The data:

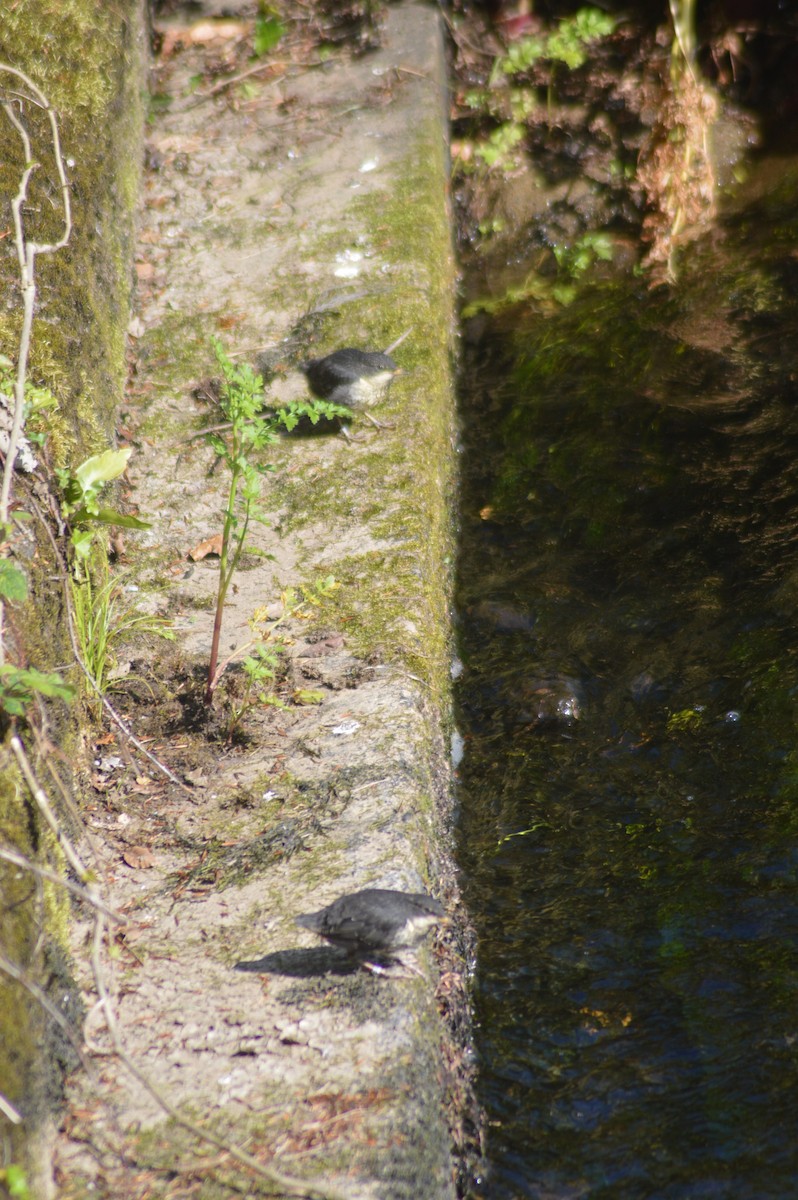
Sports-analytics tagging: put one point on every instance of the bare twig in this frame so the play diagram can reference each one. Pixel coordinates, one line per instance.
(288, 1185)
(11, 856)
(27, 252)
(9, 1111)
(45, 1001)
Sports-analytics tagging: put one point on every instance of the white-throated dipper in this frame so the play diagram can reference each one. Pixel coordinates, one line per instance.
(376, 924)
(351, 377)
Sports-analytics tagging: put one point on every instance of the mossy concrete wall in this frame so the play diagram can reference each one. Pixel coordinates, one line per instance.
(299, 211)
(88, 59)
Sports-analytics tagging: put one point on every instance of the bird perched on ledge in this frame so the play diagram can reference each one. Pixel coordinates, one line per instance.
(375, 925)
(351, 377)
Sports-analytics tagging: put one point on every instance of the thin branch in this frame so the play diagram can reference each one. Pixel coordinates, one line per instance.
(289, 1185)
(43, 873)
(27, 253)
(43, 804)
(45, 1001)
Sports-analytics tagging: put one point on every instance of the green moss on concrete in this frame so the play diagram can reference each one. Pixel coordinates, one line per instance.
(88, 60)
(403, 583)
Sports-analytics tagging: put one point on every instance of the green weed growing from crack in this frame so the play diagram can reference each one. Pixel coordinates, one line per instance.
(252, 429)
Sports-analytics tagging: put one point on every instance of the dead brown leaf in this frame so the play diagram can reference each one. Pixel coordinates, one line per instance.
(209, 546)
(141, 858)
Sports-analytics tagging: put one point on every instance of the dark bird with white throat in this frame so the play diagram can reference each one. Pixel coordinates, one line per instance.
(376, 925)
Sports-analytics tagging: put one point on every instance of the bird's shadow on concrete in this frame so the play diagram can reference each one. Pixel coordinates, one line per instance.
(301, 964)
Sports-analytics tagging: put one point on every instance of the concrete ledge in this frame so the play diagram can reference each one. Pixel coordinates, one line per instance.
(313, 208)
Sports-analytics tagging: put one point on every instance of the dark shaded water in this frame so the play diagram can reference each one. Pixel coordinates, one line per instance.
(629, 621)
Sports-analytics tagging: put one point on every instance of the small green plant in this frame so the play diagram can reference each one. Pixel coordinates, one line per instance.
(567, 45)
(103, 619)
(21, 685)
(261, 655)
(498, 148)
(15, 1182)
(251, 431)
(81, 505)
(269, 30)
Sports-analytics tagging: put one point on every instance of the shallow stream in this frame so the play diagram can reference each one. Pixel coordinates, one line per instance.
(628, 598)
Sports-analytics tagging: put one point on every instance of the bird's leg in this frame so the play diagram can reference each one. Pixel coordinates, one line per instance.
(407, 970)
(378, 425)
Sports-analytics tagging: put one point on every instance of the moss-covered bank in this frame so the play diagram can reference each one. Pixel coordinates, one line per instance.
(88, 58)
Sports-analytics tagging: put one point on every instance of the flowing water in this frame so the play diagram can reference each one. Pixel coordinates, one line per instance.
(629, 702)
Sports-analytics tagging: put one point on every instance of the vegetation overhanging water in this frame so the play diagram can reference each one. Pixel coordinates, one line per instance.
(628, 604)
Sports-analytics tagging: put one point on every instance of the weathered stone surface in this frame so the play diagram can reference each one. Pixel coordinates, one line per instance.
(312, 208)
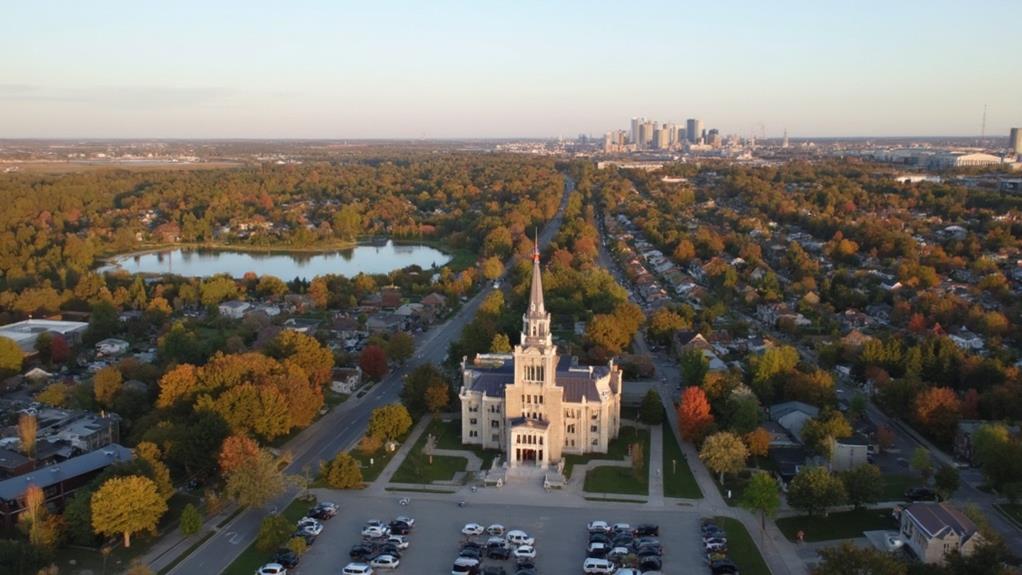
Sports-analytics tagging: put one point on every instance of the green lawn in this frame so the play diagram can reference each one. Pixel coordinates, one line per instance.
(678, 478)
(251, 559)
(616, 480)
(843, 525)
(616, 449)
(895, 485)
(741, 548)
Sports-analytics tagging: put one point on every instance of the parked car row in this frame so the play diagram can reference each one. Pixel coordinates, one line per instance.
(621, 549)
(714, 540)
(381, 546)
(477, 558)
(309, 528)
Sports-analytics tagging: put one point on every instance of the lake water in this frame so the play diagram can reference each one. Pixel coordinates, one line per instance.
(284, 265)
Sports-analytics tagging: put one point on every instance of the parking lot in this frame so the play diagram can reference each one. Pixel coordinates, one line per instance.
(559, 531)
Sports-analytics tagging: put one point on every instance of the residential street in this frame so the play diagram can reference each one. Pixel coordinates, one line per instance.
(338, 430)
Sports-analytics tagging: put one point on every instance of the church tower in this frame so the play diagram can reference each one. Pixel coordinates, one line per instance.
(536, 356)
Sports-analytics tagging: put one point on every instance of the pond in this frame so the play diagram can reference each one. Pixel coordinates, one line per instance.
(199, 262)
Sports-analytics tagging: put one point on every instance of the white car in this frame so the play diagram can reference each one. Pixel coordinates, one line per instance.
(495, 529)
(598, 527)
(400, 540)
(599, 566)
(357, 569)
(375, 531)
(384, 562)
(519, 537)
(472, 529)
(524, 552)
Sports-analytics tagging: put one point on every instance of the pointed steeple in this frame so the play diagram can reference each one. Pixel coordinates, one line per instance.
(536, 294)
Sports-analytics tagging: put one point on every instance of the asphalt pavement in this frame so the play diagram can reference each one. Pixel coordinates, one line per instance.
(341, 428)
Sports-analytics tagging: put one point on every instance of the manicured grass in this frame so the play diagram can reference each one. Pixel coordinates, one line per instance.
(251, 559)
(616, 480)
(742, 548)
(895, 485)
(843, 525)
(617, 449)
(678, 478)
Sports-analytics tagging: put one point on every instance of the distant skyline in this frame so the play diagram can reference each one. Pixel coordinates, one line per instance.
(475, 69)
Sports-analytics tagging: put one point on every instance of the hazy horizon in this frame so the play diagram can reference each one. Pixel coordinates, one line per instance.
(447, 70)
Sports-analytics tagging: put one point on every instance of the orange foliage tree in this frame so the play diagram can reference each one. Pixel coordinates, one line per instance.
(694, 417)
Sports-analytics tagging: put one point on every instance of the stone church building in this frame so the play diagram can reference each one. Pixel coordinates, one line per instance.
(533, 404)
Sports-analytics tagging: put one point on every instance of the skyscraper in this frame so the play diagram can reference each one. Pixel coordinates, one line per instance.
(694, 131)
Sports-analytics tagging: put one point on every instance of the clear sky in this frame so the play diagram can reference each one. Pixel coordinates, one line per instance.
(294, 68)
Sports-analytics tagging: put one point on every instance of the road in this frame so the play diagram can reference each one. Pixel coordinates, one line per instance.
(341, 428)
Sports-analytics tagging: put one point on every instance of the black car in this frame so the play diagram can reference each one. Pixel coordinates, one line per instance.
(723, 567)
(361, 553)
(649, 563)
(287, 558)
(921, 494)
(501, 554)
(400, 528)
(647, 530)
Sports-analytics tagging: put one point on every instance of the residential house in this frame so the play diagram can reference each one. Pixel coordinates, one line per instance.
(932, 530)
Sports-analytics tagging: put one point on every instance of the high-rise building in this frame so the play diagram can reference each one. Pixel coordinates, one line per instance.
(694, 130)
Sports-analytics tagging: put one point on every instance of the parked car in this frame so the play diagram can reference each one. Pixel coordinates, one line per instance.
(472, 529)
(495, 529)
(597, 565)
(519, 537)
(524, 552)
(287, 558)
(400, 541)
(384, 562)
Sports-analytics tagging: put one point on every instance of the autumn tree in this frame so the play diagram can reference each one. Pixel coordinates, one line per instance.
(257, 481)
(937, 411)
(389, 422)
(126, 506)
(694, 417)
(758, 441)
(863, 484)
(814, 489)
(762, 495)
(342, 472)
(724, 452)
(10, 357)
(106, 384)
(28, 427)
(373, 363)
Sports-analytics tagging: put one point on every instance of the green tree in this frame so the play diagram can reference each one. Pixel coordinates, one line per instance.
(257, 482)
(191, 520)
(274, 531)
(922, 463)
(814, 489)
(343, 472)
(762, 495)
(651, 410)
(126, 506)
(863, 484)
(724, 452)
(389, 422)
(946, 481)
(10, 357)
(849, 559)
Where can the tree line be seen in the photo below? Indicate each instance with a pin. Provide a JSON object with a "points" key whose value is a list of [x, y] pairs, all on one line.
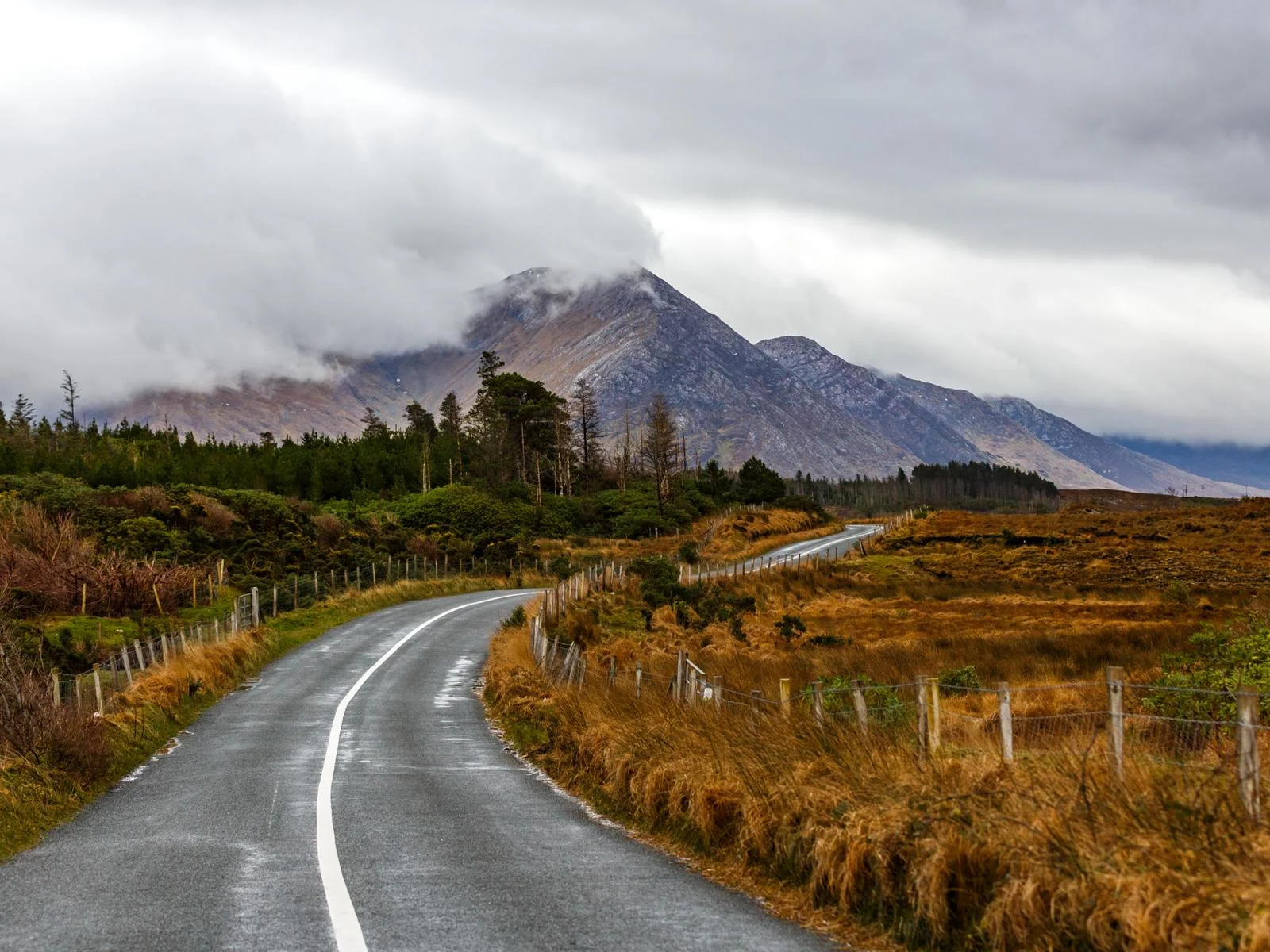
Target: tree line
{"points": [[518, 441], [956, 486]]}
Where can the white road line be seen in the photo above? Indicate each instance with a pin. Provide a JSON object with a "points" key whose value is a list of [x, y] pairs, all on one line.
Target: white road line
{"points": [[343, 917]]}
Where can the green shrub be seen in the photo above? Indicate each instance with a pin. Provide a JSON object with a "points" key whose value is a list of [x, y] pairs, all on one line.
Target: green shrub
{"points": [[884, 704], [658, 581], [791, 626], [1200, 683], [826, 641], [959, 681]]}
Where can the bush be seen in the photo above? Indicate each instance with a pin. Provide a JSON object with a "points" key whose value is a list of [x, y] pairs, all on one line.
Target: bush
{"points": [[826, 641], [959, 681], [886, 706], [658, 581], [791, 626], [35, 729], [1221, 662]]}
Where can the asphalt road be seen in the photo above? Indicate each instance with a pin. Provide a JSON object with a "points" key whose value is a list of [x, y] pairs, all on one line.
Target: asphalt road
{"points": [[353, 797]]}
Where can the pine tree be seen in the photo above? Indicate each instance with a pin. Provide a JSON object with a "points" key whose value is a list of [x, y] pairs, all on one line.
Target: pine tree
{"points": [[586, 416], [660, 447], [23, 416], [71, 393]]}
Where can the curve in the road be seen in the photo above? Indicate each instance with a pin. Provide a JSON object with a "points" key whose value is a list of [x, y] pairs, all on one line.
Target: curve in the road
{"points": [[429, 831]]}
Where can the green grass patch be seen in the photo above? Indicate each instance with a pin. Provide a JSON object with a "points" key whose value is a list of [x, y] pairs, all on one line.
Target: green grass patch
{"points": [[33, 800]]}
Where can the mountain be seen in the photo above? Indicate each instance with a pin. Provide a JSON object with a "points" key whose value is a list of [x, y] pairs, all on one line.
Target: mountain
{"points": [[787, 400], [1130, 469], [634, 336], [935, 423], [1231, 463]]}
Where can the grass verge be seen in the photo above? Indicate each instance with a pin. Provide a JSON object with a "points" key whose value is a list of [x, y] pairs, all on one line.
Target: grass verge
{"points": [[35, 797]]}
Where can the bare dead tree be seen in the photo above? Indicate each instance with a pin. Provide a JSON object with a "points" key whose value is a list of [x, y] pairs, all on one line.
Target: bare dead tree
{"points": [[660, 447]]}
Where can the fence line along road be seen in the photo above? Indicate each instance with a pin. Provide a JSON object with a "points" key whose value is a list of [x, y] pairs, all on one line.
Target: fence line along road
{"points": [[92, 691], [1217, 733]]}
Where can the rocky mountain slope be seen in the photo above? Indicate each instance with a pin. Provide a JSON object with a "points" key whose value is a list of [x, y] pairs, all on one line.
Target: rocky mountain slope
{"points": [[935, 423], [787, 400]]}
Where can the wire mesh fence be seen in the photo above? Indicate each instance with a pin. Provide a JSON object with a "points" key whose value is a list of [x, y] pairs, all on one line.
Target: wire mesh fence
{"points": [[1011, 723], [160, 643]]}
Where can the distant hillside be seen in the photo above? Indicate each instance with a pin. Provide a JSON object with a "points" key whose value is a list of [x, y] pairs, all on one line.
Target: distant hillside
{"points": [[787, 400], [1231, 463]]}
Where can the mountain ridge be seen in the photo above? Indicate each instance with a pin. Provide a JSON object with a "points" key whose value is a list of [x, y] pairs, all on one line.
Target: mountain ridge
{"points": [[787, 400]]}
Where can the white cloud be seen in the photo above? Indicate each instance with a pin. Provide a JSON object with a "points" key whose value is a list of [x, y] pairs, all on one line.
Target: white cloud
{"points": [[1117, 344], [192, 213], [1064, 201]]}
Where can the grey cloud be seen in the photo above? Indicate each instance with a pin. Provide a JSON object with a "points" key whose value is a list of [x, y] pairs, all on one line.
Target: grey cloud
{"points": [[183, 221], [1087, 132]]}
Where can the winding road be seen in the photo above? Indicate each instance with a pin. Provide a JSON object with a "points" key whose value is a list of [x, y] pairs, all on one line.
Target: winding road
{"points": [[353, 797]]}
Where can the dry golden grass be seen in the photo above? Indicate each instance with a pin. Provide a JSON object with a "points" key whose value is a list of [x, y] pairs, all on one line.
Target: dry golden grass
{"points": [[719, 537], [958, 850]]}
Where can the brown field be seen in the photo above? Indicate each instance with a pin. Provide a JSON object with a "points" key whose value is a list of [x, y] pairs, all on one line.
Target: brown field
{"points": [[958, 850]]}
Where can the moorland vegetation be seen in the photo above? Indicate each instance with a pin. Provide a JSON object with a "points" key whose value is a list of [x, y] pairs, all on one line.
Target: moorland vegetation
{"points": [[956, 850]]}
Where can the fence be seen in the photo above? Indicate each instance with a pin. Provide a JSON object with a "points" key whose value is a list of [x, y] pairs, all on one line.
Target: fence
{"points": [[92, 691], [1214, 733], [937, 720], [795, 562]]}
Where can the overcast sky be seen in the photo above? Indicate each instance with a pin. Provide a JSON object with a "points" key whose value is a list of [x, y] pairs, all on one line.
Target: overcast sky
{"points": [[1064, 201]]}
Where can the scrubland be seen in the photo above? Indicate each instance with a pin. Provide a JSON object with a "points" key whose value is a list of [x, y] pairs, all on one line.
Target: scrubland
{"points": [[56, 759], [868, 838]]}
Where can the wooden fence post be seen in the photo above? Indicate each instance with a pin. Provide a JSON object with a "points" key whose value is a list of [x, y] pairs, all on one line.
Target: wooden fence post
{"points": [[1115, 719], [1007, 723], [857, 695], [97, 689], [924, 729], [1249, 755], [933, 714]]}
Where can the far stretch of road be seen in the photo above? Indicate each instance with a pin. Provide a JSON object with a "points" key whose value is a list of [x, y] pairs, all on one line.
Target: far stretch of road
{"points": [[826, 547], [355, 797]]}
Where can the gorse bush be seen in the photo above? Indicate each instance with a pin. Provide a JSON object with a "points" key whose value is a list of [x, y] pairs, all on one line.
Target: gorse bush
{"points": [[959, 681], [791, 626], [884, 704], [1221, 662]]}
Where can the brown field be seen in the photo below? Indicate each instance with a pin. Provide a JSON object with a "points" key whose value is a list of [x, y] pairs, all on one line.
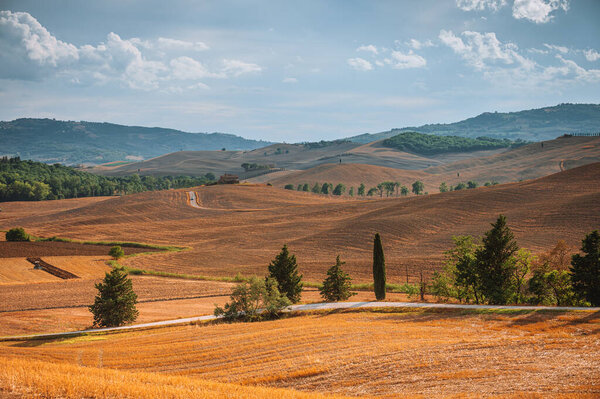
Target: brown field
{"points": [[387, 354], [527, 162], [243, 227]]}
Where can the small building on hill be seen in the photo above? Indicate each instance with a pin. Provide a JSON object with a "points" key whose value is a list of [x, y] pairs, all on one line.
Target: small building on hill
{"points": [[228, 179]]}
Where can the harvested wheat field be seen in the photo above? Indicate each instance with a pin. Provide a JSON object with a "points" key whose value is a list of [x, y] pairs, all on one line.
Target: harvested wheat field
{"points": [[378, 353], [241, 228]]}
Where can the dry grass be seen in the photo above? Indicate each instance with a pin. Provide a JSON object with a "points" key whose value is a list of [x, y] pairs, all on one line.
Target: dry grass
{"points": [[434, 354], [50, 380]]}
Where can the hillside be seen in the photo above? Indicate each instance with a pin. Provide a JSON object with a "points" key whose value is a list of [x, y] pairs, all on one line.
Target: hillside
{"points": [[71, 142], [527, 162], [531, 125], [253, 222]]}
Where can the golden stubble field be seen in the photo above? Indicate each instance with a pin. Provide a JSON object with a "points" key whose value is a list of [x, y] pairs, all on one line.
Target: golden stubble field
{"points": [[389, 354]]}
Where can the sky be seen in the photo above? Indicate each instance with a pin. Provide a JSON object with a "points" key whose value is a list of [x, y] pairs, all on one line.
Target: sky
{"points": [[294, 71]]}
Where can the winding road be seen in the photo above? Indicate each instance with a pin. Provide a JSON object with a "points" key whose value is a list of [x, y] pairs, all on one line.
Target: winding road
{"points": [[300, 308]]}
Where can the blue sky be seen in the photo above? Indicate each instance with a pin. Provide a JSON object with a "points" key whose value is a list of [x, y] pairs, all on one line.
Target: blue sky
{"points": [[294, 71]]}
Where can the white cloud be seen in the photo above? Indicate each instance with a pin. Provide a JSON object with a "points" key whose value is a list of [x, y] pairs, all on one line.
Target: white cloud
{"points": [[417, 45], [538, 11], [166, 43], [560, 49], [370, 48], [591, 55], [360, 64], [405, 61], [28, 51], [481, 50], [480, 5], [237, 68]]}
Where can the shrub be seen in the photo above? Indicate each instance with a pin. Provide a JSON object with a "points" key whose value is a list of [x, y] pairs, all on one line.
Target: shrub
{"points": [[284, 270], [115, 303], [116, 252], [17, 234], [254, 300], [336, 287]]}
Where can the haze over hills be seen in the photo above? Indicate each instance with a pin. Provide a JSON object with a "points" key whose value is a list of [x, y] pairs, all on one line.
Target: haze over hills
{"points": [[70, 142], [533, 125]]}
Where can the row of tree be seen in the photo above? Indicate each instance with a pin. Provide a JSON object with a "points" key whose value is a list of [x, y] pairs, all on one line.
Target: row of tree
{"points": [[388, 187], [496, 271], [36, 181]]}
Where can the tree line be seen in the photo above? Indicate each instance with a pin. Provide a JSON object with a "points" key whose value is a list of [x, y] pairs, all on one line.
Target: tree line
{"points": [[36, 181]]}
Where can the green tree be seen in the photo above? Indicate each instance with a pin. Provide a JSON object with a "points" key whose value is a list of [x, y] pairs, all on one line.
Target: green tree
{"points": [[585, 270], [17, 234], [254, 300], [361, 190], [115, 303], [116, 252], [284, 270], [495, 263], [378, 268], [336, 287], [418, 187], [339, 189]]}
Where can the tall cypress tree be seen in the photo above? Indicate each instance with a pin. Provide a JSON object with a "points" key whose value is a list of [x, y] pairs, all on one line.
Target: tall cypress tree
{"points": [[115, 303], [285, 271], [378, 268], [585, 270], [495, 263]]}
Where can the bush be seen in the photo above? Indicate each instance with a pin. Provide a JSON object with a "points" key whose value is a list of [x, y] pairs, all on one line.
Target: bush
{"points": [[116, 252], [17, 234], [115, 303], [336, 287], [254, 300]]}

Exercise: The word to find is "below". Copy every line of the data that holds it.

Result of the exercise:
Where can the tree line be seen in the photo below? Indicate each instance with a pin. Provide a JSON object with a "points" key whose value is a list of [x, y] pairs, all on one line.
Where can the brown field be seen in the photo below? Indicate each instance with a pin. Provide a JSON object with a "points" key whose value is a list of [x, y] pairs, all on one line.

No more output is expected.